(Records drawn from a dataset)
((
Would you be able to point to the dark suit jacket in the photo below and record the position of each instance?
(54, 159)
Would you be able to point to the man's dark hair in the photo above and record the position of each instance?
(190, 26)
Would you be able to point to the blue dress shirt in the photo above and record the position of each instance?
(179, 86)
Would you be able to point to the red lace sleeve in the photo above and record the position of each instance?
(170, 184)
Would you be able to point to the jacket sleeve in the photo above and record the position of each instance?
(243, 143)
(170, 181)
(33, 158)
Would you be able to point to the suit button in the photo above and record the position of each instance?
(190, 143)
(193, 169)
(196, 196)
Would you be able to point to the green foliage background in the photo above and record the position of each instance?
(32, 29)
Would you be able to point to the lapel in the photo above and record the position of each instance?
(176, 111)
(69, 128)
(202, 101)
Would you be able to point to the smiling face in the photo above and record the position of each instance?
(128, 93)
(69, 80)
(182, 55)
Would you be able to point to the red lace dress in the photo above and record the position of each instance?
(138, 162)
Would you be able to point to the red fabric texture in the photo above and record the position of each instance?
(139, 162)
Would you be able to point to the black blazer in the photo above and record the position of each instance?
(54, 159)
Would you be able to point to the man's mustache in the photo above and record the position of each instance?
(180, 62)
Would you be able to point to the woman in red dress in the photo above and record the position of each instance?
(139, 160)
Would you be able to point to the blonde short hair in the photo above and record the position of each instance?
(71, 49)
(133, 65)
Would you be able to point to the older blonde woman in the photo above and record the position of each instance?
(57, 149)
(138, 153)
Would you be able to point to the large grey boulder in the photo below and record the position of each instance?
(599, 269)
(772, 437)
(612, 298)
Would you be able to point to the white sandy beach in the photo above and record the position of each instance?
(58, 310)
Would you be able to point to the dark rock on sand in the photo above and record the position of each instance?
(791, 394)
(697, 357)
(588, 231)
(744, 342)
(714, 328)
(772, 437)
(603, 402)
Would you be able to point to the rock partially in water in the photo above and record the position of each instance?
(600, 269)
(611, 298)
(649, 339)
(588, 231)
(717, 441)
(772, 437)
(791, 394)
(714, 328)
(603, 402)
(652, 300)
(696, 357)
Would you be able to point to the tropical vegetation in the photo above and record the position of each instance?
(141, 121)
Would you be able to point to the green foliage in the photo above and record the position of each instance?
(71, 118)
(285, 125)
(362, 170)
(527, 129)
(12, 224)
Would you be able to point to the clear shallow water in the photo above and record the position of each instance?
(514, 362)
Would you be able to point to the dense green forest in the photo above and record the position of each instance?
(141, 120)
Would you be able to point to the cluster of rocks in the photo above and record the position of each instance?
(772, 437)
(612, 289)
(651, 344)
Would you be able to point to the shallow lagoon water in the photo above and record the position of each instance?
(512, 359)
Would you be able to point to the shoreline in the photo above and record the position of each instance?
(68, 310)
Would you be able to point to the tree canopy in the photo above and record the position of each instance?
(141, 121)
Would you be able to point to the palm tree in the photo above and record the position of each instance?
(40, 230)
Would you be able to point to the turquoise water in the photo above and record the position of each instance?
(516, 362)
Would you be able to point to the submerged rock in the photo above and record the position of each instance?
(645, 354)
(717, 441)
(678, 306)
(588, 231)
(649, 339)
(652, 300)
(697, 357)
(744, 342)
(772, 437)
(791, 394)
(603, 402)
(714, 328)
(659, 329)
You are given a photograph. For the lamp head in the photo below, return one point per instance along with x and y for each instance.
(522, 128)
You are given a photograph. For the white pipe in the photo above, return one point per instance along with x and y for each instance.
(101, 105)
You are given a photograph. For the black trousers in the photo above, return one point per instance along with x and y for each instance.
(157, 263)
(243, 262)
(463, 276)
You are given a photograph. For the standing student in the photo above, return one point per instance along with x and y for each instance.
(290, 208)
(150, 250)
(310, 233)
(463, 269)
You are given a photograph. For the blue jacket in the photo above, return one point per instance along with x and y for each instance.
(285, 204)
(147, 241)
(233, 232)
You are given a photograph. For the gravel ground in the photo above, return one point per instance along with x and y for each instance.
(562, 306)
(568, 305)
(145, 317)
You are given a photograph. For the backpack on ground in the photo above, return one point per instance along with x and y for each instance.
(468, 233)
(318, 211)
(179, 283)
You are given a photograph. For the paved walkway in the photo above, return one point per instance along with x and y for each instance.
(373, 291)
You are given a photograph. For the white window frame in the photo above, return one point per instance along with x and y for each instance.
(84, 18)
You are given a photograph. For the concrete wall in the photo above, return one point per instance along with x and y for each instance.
))
**INSTRUCTIONS FOR THE TASK**. Word for word, return the lines from the one holding "You are given a photograph. For the white pipe" through the end of the entries above.

**YOUR SOLUTION**.
You are given a photograph. For the white pipe in the photo above, return one point per instance along with x and y for each instance.
(101, 105)
You are given a photograph. For the black trousers in the photo above, return one point per instance along with x and y for each instance.
(157, 263)
(243, 262)
(463, 276)
You are given a photograph. For the standing student in the photo above, return one point per instance along with x and y for each instance.
(290, 208)
(150, 250)
(310, 233)
(463, 269)
You are given a photograph. For the blue jacket in the photo above, return one point per instance along with x and y for each instance.
(285, 204)
(147, 241)
(233, 232)
You are given a photograph. For the gravel ground in the photo above, return one point per instance along with x and y for each instance.
(562, 306)
(568, 305)
(145, 317)
You are given a photograph. For the backpack on ground in the photo above, return one point per instance along with x and y for each instance.
(468, 233)
(318, 211)
(179, 283)
You are given a photograph. For the paved walkway in the photo above, return one point per instance along with x and y for each instance.
(373, 291)
You are given a photograph. For the white window frame in the photo above, return one point per instance along with x and y for each instance.
(84, 18)
You are given a photograph. For the concrete wall in the photo above, return one point per instance along with x and y for each instance.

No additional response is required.